■ **Texte extrait**:
- - - - -
CONTRIBUTION OCL AU DEBAT SUR LE FEMINISME

Forum Social Libertaire - Paris nov.2003

Pour un antipatriarcat révolutionnaire

D'entrée, un constat : au cours des années 70, les mouvements de femmes étaient dans de nombreux pays très en rupture avec le système, notamment parce qu'ils exprimaient un refus des rôles sociaux établis et l'exigence d'une libération sexuelle pour les femmes. En revanche, ces dernières années, où la mobilisation sur le terrain est devenue très minoritaire, la dénonciation de la domination masculine dans toutes les sphères de la société a resurgi sur la scène politico-médiatique internationale, mais avec un contenu nettement plus intégrateur qu'auparavant, et à travers des campagnes soutenues par des instances de pouvoir officielles. Cette situation montre que la critique de la domination masculine peut déboucher sur des démarches et, surtout, des objectifs différents.

On connaît depuis des siècles la distinction entre réformistes et révolutionnaires. Mais jusqu'à nos jours, le reproche adressé par les révolutionnaires aux réformistes était qu'ils-elles voulaient changer la société par étapes et que, du fait de cette démarche trop lente, ils-elles contribuaient en réalité à l'aménager, la faire accepter, à quelques modifications près, alors qu'il s'agit de la détruire. (Dans le mouvement ouvrier, à l'origine, les divergences n'étaient donc pas tant dans le but à atteindre - la destruction du capitalisme - que dans les moyens mis en œuvre pour parvenir à ce but.) Alors qu'aujourd'hui le choix d'un processus par étapes ne se pare plus guère d'une volonté de construire une société réellement nouvelle : ce qui compte est d'entrée d'aménager l'actuelle. Pourquoi donc ?

Parce qu'est intervenu à la fin du siècle dernier l'effondrement du bloc de l'Est, et que la propagande du " monde libre " en a profité pour enterrer, au nom de la " modernité ", la lutte des classes, l'idée même de Révolution, et affirmer la suprématie du " libéralisme " sur la planète. Le système capitaliste a ainsi été présenté comme stade ultime de l'Histoire, et les révolutionnaires comme autant de ringard-e-s. La fin de l'affrontement entre les deux " supergrands " a entraîné des repositionnements politiques : la critique déjà tiède du capitalisme et de l'impérialisme par la gauche (et même celle plus virulente d'une partie de l'extrême gauche) s'est réduite à la dénonciation du " néolibéralisme " - avec un appel à l'Etat-providence comme bouclier pour remédier, dans l'intérêt général, à ses " excès ". Et la critique du patriarcat a été tellement repeinte aux couleurs du " politiquement correct " que même des élu-e-s de droite la portent en partie à présent... mais pas pour détruire le patriarcat, juste pour atténuer un peu les pesanteurs des rôles sociaux traditionnels et obtenir une meilleure rentabilité des entreprises, donc un meilleur profit.
- - - - -
■ **Données**:
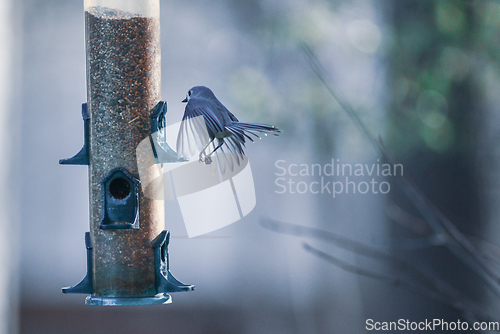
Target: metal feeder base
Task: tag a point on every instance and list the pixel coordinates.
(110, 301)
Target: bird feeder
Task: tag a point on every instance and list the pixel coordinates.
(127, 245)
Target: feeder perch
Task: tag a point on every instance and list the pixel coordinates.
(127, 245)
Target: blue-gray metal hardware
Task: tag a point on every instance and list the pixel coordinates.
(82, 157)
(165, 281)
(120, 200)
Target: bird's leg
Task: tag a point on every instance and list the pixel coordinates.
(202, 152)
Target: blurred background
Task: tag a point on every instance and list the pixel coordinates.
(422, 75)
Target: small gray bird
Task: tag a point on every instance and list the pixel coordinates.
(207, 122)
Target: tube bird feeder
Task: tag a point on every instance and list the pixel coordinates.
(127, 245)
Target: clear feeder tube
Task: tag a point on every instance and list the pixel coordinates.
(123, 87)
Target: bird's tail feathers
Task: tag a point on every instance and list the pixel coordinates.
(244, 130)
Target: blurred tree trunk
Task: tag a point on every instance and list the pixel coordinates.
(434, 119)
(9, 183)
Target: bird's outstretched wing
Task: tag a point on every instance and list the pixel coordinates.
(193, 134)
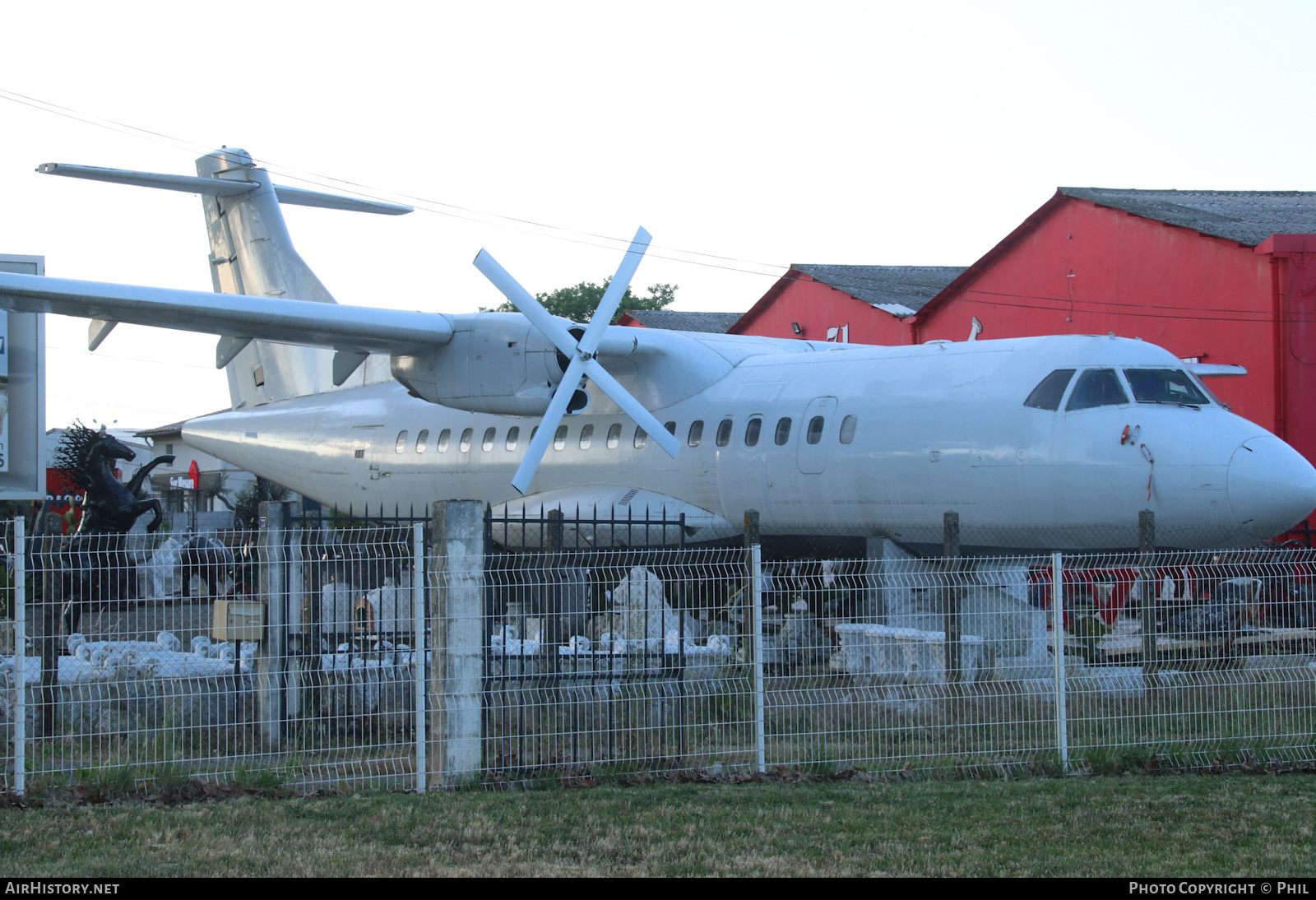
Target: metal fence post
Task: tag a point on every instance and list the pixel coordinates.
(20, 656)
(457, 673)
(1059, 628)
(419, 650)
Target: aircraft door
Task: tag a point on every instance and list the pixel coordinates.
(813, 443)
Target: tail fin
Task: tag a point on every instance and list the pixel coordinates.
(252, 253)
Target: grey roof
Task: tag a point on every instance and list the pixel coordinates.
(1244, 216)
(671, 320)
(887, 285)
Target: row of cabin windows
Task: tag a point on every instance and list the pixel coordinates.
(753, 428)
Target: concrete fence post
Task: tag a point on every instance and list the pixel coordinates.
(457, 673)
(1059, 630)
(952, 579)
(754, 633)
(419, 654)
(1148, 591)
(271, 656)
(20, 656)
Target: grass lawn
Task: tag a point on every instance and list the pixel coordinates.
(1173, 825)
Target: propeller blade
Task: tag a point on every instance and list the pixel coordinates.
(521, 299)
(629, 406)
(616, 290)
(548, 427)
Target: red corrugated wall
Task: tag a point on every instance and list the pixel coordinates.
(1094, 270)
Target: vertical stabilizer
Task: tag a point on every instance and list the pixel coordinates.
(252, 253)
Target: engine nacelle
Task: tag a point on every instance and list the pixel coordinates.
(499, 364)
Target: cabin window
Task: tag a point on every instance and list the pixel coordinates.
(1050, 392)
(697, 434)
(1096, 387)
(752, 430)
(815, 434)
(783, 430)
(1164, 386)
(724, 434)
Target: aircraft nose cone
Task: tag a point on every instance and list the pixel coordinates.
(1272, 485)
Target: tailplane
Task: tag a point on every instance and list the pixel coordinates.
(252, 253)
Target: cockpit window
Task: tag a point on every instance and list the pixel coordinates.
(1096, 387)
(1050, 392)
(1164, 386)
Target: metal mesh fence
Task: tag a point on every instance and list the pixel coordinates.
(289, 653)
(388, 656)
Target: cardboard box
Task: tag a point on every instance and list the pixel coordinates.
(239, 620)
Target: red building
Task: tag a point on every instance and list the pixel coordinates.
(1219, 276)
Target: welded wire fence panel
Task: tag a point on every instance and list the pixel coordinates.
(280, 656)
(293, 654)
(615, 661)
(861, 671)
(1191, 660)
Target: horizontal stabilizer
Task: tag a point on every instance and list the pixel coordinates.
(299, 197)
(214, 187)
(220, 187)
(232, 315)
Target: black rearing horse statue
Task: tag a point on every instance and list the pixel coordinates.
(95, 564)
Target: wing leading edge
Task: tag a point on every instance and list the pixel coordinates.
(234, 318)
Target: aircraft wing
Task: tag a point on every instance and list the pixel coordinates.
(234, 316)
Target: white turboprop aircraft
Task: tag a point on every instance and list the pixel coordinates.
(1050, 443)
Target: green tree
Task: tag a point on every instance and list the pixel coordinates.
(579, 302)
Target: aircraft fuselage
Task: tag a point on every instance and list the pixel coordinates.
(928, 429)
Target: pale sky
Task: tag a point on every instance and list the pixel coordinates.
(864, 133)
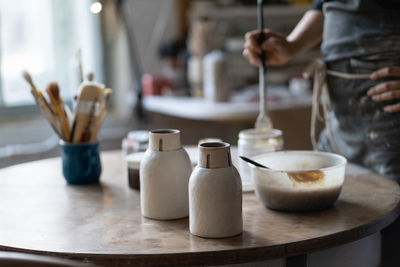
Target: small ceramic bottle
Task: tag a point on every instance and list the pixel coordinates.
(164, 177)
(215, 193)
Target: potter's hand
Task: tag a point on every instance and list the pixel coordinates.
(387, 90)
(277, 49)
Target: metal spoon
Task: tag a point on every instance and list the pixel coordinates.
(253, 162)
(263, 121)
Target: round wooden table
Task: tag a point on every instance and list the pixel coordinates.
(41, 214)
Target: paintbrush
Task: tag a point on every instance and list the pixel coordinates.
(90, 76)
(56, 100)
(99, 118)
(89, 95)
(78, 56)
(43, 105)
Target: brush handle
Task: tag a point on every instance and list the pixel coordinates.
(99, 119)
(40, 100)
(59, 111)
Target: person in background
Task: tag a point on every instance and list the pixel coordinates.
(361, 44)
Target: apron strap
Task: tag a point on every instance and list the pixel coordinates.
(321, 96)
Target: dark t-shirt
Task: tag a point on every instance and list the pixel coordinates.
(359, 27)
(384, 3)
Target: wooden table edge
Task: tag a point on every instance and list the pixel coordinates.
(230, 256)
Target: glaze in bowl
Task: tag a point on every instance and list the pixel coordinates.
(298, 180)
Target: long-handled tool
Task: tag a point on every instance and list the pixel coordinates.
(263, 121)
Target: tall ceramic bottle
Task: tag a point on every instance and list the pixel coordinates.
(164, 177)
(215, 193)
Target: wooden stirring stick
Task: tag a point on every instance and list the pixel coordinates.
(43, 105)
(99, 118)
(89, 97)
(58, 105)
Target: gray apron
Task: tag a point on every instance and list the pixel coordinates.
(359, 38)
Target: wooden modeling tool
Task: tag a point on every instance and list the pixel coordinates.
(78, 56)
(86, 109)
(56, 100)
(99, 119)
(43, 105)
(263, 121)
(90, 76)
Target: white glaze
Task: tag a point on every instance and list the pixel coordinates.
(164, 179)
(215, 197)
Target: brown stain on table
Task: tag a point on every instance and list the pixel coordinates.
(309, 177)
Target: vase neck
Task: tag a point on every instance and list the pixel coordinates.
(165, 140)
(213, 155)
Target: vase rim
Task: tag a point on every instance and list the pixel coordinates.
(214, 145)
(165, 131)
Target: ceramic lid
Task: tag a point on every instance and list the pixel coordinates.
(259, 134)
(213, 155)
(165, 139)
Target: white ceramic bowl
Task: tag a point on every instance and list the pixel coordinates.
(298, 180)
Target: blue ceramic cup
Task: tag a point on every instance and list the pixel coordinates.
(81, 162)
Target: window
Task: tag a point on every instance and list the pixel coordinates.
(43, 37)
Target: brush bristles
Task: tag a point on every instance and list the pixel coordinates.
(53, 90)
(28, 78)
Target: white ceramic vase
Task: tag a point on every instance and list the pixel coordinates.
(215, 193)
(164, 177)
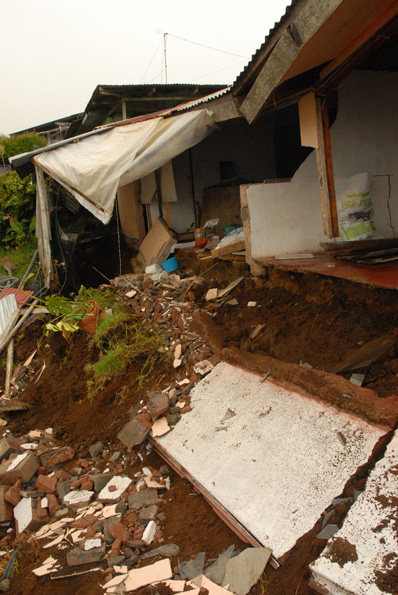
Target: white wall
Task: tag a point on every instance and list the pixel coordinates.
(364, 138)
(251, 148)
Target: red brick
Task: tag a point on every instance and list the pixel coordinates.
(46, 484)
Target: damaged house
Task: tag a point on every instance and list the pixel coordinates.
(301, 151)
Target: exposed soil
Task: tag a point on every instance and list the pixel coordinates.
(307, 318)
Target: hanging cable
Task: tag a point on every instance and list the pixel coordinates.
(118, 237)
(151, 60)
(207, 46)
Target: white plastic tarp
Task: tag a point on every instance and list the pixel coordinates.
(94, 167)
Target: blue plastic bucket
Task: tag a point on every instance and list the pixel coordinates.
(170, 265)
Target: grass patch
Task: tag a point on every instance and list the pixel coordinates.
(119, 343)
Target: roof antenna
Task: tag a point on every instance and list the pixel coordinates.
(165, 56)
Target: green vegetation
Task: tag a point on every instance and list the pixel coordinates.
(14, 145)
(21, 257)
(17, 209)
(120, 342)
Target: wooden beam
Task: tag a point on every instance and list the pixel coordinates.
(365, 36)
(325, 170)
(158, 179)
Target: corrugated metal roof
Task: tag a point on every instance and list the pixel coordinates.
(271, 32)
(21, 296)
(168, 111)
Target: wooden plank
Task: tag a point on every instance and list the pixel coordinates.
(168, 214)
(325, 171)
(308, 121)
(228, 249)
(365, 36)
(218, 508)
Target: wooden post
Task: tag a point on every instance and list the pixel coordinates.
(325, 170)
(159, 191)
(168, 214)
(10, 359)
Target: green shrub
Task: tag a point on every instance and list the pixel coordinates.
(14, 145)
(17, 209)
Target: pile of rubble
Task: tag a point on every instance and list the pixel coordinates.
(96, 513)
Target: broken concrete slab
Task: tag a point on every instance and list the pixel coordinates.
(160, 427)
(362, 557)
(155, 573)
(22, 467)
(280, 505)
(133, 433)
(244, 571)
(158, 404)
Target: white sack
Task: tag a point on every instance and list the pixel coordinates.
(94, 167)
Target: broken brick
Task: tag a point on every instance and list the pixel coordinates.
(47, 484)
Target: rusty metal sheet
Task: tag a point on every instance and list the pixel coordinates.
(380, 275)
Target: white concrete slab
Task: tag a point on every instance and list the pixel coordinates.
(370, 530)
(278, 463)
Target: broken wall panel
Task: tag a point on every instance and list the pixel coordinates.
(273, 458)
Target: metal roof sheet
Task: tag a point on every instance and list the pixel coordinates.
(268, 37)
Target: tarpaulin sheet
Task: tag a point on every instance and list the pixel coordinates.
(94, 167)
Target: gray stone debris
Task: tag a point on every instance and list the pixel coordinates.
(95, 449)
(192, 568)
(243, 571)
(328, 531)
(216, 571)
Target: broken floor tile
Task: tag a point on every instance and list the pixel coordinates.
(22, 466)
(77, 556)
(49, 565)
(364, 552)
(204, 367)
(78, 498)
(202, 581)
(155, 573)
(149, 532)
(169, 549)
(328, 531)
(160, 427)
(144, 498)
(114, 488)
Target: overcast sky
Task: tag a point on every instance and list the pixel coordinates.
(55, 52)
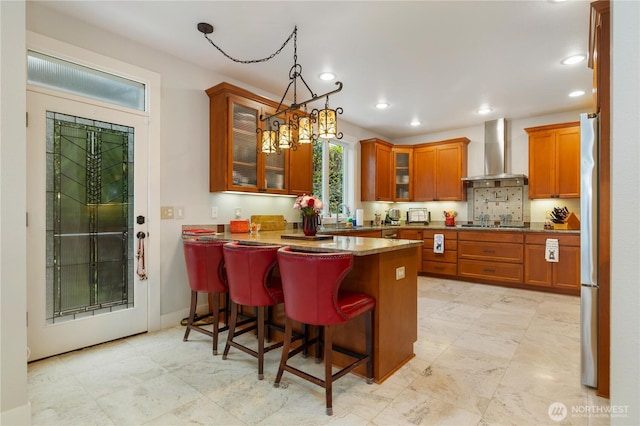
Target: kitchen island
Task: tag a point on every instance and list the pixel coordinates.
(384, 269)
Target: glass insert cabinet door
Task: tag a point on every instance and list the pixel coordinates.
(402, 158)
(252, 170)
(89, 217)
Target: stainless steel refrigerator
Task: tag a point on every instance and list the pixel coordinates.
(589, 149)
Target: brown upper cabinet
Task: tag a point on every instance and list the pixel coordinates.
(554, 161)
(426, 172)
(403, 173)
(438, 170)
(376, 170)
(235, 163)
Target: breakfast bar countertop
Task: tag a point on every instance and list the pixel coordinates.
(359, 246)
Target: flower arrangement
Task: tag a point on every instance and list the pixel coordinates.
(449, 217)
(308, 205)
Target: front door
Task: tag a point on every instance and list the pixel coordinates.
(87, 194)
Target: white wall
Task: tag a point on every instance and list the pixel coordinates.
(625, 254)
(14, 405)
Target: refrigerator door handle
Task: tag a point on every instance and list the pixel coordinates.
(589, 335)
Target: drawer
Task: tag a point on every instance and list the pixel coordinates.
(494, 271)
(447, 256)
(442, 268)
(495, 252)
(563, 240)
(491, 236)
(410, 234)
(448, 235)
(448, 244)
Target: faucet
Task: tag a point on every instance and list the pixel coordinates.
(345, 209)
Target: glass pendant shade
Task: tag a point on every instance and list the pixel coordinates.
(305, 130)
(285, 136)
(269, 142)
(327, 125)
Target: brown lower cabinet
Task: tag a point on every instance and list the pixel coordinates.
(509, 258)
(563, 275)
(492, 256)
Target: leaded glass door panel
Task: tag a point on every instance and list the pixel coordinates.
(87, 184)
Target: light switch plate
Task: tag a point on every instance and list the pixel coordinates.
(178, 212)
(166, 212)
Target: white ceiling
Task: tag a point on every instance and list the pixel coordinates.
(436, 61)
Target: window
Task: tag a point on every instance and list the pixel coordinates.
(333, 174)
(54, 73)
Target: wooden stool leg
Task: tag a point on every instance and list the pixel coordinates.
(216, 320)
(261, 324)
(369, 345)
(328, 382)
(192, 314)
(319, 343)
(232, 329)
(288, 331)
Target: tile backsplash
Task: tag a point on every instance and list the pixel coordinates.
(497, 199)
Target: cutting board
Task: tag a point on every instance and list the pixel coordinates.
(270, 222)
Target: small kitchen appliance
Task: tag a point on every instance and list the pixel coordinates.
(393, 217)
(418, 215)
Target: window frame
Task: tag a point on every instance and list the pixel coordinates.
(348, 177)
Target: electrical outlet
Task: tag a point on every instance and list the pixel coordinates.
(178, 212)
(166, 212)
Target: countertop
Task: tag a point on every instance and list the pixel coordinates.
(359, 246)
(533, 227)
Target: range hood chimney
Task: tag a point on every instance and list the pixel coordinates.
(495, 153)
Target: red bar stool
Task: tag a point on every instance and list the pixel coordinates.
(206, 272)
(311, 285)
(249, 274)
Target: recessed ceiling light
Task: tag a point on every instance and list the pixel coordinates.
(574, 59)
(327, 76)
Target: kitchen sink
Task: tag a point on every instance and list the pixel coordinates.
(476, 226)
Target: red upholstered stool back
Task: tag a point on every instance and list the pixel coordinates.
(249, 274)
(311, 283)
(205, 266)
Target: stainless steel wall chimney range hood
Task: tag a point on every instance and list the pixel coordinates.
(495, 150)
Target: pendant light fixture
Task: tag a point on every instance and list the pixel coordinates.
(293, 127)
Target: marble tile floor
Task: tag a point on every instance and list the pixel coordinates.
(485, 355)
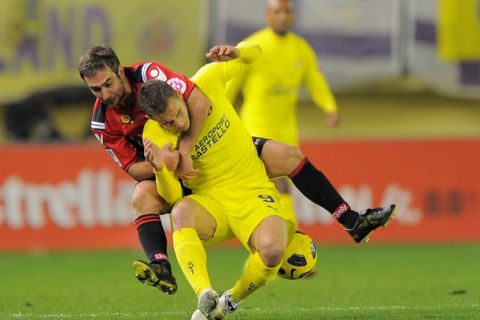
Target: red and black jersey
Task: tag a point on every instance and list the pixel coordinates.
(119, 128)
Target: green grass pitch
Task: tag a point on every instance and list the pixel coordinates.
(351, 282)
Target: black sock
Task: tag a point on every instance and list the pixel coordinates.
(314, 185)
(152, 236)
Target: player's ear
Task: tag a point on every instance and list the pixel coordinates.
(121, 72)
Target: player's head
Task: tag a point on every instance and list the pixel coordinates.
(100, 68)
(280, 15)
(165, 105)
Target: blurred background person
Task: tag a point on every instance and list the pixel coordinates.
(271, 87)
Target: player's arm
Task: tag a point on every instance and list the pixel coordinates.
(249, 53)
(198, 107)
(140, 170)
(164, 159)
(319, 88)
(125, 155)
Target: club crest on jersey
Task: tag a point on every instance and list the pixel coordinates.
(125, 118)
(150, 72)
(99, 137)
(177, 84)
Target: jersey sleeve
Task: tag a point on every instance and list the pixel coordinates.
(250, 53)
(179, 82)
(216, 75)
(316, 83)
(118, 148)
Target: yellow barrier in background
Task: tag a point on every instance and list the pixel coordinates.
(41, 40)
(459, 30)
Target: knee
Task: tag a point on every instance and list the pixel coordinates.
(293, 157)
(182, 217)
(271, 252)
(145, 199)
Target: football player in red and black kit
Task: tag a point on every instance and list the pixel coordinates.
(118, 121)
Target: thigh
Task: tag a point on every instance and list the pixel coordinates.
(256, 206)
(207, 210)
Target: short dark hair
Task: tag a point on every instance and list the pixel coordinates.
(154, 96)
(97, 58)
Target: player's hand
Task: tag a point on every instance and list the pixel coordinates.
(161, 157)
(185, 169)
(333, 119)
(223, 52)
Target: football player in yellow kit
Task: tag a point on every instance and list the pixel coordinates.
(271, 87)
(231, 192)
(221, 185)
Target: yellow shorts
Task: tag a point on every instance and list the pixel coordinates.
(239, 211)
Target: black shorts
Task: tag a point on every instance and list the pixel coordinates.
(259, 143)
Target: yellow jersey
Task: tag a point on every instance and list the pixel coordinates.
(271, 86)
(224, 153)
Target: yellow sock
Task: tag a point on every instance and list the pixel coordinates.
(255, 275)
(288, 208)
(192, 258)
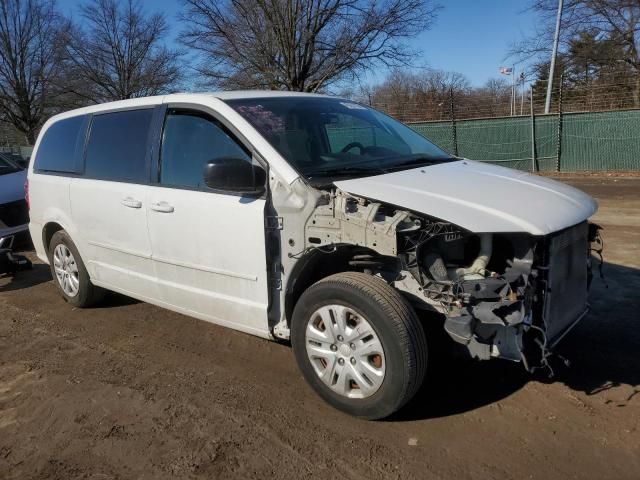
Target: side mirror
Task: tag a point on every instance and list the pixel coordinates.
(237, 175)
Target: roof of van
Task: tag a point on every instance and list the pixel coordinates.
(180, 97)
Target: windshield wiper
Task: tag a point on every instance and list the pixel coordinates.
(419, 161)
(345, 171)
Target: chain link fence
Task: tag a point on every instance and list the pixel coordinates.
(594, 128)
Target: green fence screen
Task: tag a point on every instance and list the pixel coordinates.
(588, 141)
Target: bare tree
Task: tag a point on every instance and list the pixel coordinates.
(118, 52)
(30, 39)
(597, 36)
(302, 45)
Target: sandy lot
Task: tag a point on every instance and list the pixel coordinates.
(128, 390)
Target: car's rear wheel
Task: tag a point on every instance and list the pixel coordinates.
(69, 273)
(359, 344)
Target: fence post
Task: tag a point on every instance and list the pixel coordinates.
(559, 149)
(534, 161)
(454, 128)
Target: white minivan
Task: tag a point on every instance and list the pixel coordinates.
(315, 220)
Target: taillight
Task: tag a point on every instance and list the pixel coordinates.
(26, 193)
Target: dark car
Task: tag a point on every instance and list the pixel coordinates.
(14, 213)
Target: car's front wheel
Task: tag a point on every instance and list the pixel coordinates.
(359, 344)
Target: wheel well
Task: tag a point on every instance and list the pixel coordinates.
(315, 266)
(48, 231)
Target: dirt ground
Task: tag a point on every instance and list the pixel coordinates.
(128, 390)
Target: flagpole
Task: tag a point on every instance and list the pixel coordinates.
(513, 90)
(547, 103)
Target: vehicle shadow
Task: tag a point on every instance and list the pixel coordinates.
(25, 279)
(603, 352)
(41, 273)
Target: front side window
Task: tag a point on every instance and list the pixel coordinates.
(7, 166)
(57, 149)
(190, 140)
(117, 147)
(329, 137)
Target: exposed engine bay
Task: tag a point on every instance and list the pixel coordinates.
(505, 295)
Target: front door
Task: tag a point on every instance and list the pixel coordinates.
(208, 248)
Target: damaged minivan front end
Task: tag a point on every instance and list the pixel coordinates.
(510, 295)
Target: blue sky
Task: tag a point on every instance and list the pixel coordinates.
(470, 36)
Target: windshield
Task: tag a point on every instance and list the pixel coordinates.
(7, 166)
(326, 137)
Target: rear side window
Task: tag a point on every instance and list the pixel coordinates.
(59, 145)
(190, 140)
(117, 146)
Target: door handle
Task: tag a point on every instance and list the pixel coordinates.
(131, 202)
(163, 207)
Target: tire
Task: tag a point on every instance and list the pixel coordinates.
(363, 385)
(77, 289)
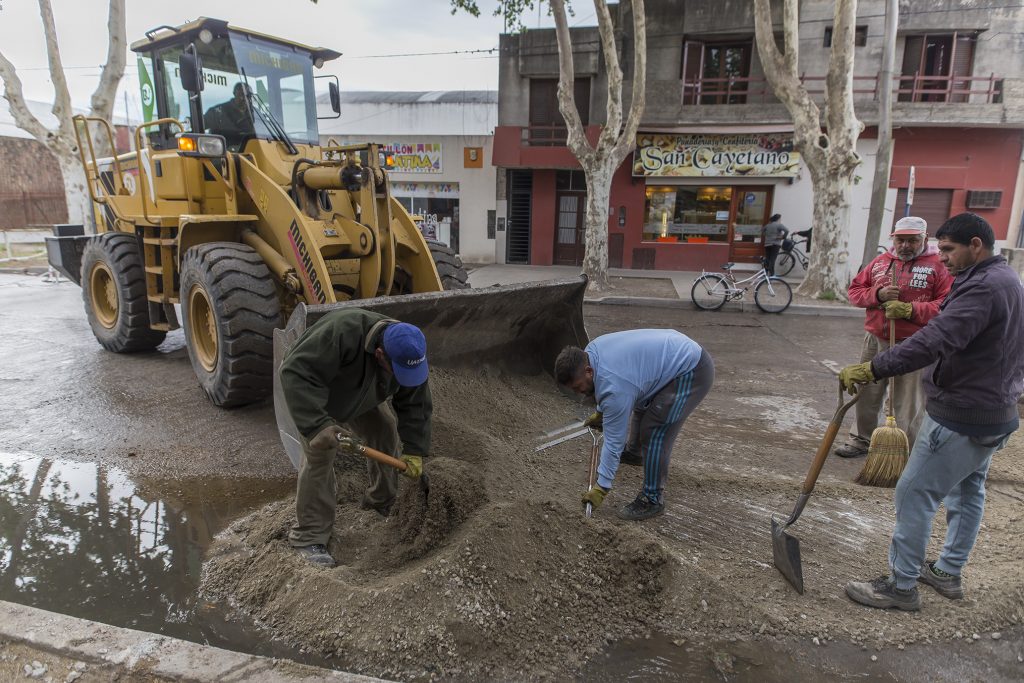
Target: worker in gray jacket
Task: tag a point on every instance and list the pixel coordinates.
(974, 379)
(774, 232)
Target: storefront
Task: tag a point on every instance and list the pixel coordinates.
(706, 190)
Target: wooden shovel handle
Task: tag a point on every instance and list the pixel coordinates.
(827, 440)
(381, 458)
- - - - -
■ **Consignes**:
1. Relevez toutes les expressions placées entre guillemets dans le texte extrait.
2. D'après le texte extrait, quel événement est intervenu à la fin du siècle dernier ?

■ **Réponses**:
1.
monde libre
modernité
libéralisme
supergrands
néolibéralisme
excès
politiquement correct

2. L'effondrement du bloc de l'Est.